Text excerpt ::

::::::

The result of adding, subtracting, or dividing two int is always an int. If you divide two integers such that there would be a decimal part, the decimal part is dropped.

Example:

int firstNumber = 42;
int secondNumber = 4;
var result = firstNumber / secondNumber;

In this case result is 10.

The result of adding, subtracting, or dividing where at least one of the values is not an integer, but an double or float will result in a double or float.

Thus if we wanted the above to include a decimal part we could make one of the two numbers a non-int

double firstNumber = 42;
int secondNumber = 4;
var result = firstNumber / secondNumber;

In this case result is 10.5.

%

This is known as the modulo operator. The result of firstNumber % secondNumber is equal to whatever the remainder would be if we divided secondNumber into firstNumber.

Taking our above example:

int firstNumber = 42;
int secondNumber = 4;
var result    = firstNumber / secondNumber;
var remainder = firstNumber % secondNumber;

In this case result is 10 and remainder is 2. The remainder is 2 because as we divide 4 into 42 we can only do so 10 times, leaving 2 over.

Modulo is useful for things like determining if a number is even or odd.

var isThreeEven = (3 % 2) == 0;  // False
var isEightEven = (8 % 2) == 0;  // True

It is also good for ensuring that a value is bounded by some value, causing it to wrap around.

// We don't want index to be 5 or more (stops at 4), and if it does it should wrap around to 0
var index = 0;
index = (index + 1) % 5;  // 0 + 1 is 1 -- 1 % 5 = 1
Console.WriteLine($"index is {index}");
index = (index + 1) % 5;  // 1 + 1 is 2 -- 2 % 5 = 2
Console.WriteLine($"index is {index}");
index = (index + 1) % 5;  // 2 + 1 is 3 -- 3 % 5 = 3
Console.WriteLine($"index is {index}");
index = (index + 1) % 5;  // 3 + 1 is 4 -- 4 % 5 = 4
Console.WriteLine($"index is {index}");
// Here is where the % comes into play, adding one to 4 give 5, but we want this to "wrap around" back to 0.

::::::

Information given ::
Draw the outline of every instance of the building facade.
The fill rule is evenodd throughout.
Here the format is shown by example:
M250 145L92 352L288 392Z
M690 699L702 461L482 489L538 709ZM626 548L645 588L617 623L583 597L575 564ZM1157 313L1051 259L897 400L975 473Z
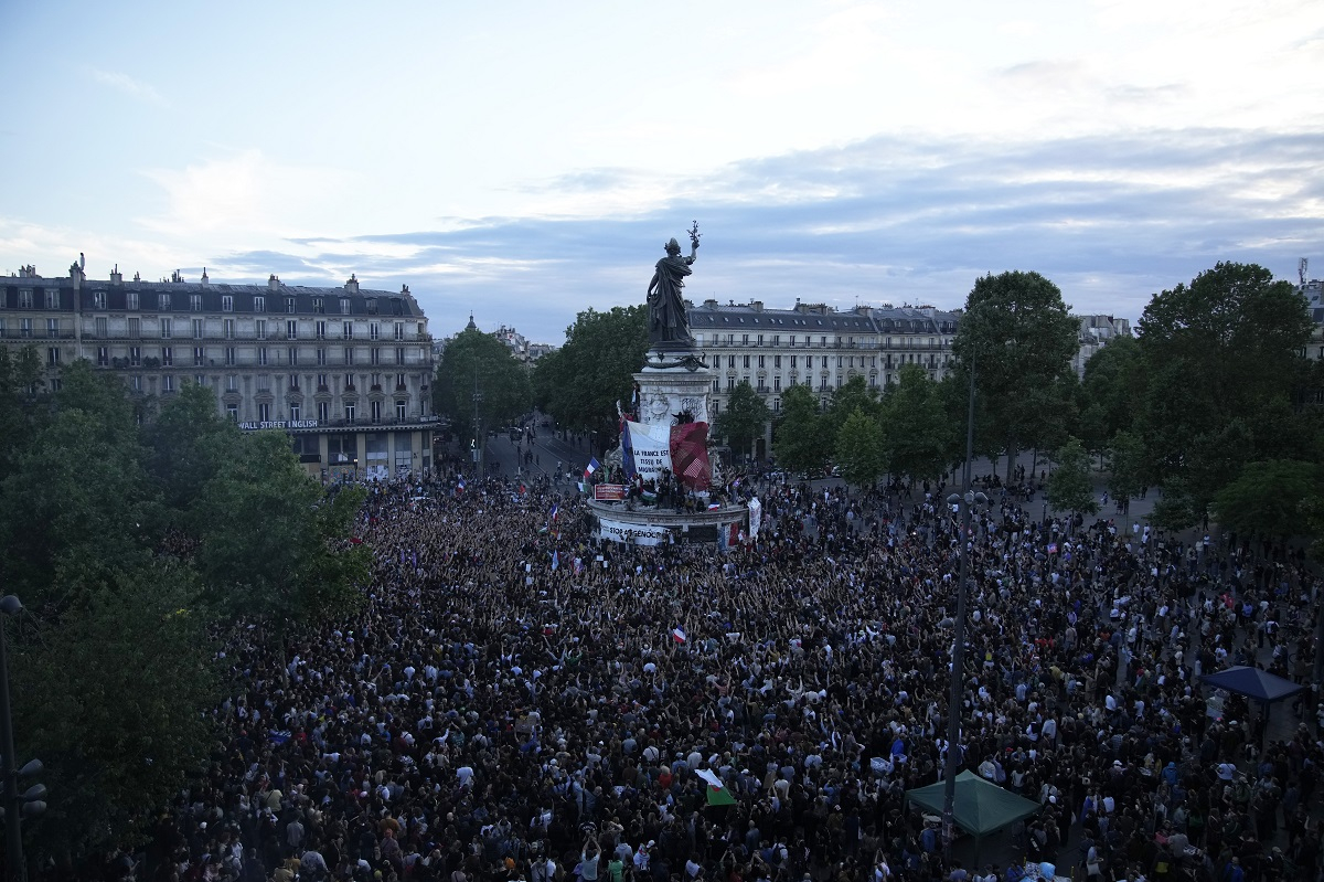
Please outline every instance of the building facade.
M89 279L81 265L0 278L0 340L36 347L46 383L78 359L123 377L131 396L212 389L245 430L289 433L322 478L432 469L433 355L409 294L342 287Z
M1131 320L1113 315L1072 315L1080 323L1076 354L1071 368L1084 379L1084 366L1094 355L1119 336L1131 336Z
M838 311L824 303L768 309L761 301L704 301L688 309L690 331L712 368L714 416L741 380L768 408L781 409L781 395L808 385L826 405L851 377L882 392L896 383L904 364L918 364L933 380L952 362L959 314L931 306L859 306ZM769 426L771 433L771 426ZM767 450L771 434L765 434Z

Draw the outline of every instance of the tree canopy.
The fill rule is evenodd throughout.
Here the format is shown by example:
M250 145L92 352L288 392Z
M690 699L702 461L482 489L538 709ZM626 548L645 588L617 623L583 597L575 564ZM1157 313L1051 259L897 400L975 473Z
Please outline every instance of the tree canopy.
M528 368L491 334L469 328L446 344L432 385L433 409L461 438L474 437L474 393L479 428L510 425L528 412L534 396Z
M828 461L820 425L818 399L808 385L794 384L781 395L772 434L777 465L792 474L810 474Z
M1008 454L1008 481L1016 454L1041 440L1045 415L1061 401L1078 336L1062 291L1038 273L990 274L970 289L952 342L956 372L968 381L974 368L976 400L993 432L992 438L977 434L976 445Z
M1151 299L1135 425L1166 526L1196 523L1246 462L1317 456L1312 417L1292 408L1311 327L1295 286L1254 264L1218 264Z
M629 405L633 375L647 354L647 307L584 310L565 328L565 346L534 368L538 405L561 426L614 437L616 404Z
M727 407L714 420L714 434L731 445L732 453L748 453L768 428L772 412L748 380L732 389Z
M0 348L0 577L24 603L0 626L16 750L50 789L33 848L78 854L134 841L203 771L214 634L360 601L371 552L348 542L361 491L323 491L283 433L220 417L213 389L135 407L75 362L48 393L30 362Z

::::::

Written exercise A :: Reproduce the text on integer division and the modulo operator word for word, from its first line to its last.
Written exercise B :: Copy the records unchanged, from the line that contains "Draw the outline of every instance of the tree" through the last line of the records, including both ends.

Exercise output A ::
The result of adding, subtracting, or dividing two int is always an int. If you divide two integers such that there would be a decimal part, the decimal part is dropped.

Example:

int firstNumber = 42;
int secondNumber = 4;
var result = firstNumber / secondNumber;

In this case result is 10.

The result of adding, subtracting, or dividing where at least one of the values is not an integer, but an double or float will result in a double or float.

Thus if we wanted the above to include a decimal part we could make one of the two numbers a non-int

double firstNumber = 42;
int secondNumber = 4;
var result = firstNumber / secondNumber;

In this case result is 10.5.

%

This is known as the modulo operator. The result of firstNumber % secondNumber is equal to whatever the remainder would be if we divided secondNumber into firstNumber.

Taking our above example:

int firstNumber = 42;
int secondNumber = 4;
var result    = firstNumber / secondNumber;
var remainder = firstNumber % secondNumber;

In this case result is 10 and remainder is 2. The remainder is 2 because as we divide 4 into 42 we can only do so 10 times, leaving 2 over.

Modulo is useful for things like determining if a number is even or odd.

var isThreeEven = (3 % 2) == 0;  // False
var isEightEven = (8 % 2) == 0;  // True

It is also good for ensuring that a value is bounded by some value, causing it to wrap around.

// We don't want index to be 5 or more (stops at 4), and if it does it should wrap around to 0
var index = 0;
index = (index + 1) % 5;  // 0 + 1 is 1 -- 1 % 5 = 1
Console.WriteLine($"index is {index}");
index = (index + 1) % 5;  // 1 + 1 is 2 -- 2 % 5 = 2
Console.WriteLine($"index is {index}");
index = (index + 1) % 5;  // 2 + 1 is 3 -- 3 % 5 = 3
Console.WriteLine($"index is {index}");
index = (index + 1) % 5;  // 3 + 1 is 4 -- 4 % 5 = 4
Console.WriteLine($"index is {index}");
// Here is where the % comes into play, adding one to 4 give 5, but we want this to "wrap around" back to 0.

Exercise output B ::
Draw the outline of every instance of the tree canopy.
The fill rule is evenodd throughout.
Here the format is shown by example:
M250 145L92 352L288 392Z
M690 699L702 461L482 489L538 709ZM626 548L645 588L617 623L583 597L575 564ZM1157 313L1051 259L897 400L975 473Z
Please outline every instance of the tree canopy.
M528 368L491 334L469 328L446 344L432 385L433 409L461 438L474 437L474 393L479 428L510 425L528 412L534 396Z
M828 461L820 425L818 399L808 385L794 384L781 395L772 434L777 465L792 474L810 474Z
M1008 454L1008 481L1016 454L1041 440L1045 415L1061 401L1078 336L1062 291L1038 273L990 274L970 289L952 342L956 372L968 381L974 368L976 400L993 432L992 438L977 434L976 445Z
M1151 299L1135 425L1166 526L1196 523L1246 462L1317 456L1312 417L1292 408L1311 327L1295 286L1254 264L1218 264Z
M629 405L633 375L647 354L647 307L584 310L565 328L565 346L534 368L538 405L561 426L614 437L616 404Z
M727 407L714 420L714 434L731 445L732 453L748 453L768 428L772 412L748 380L732 389Z
M0 348L0 577L24 603L0 626L16 750L50 789L33 848L78 854L134 841L203 771L214 634L360 601L371 552L348 542L361 491L323 491L283 433L220 417L213 389L135 407L75 362L48 393L30 362Z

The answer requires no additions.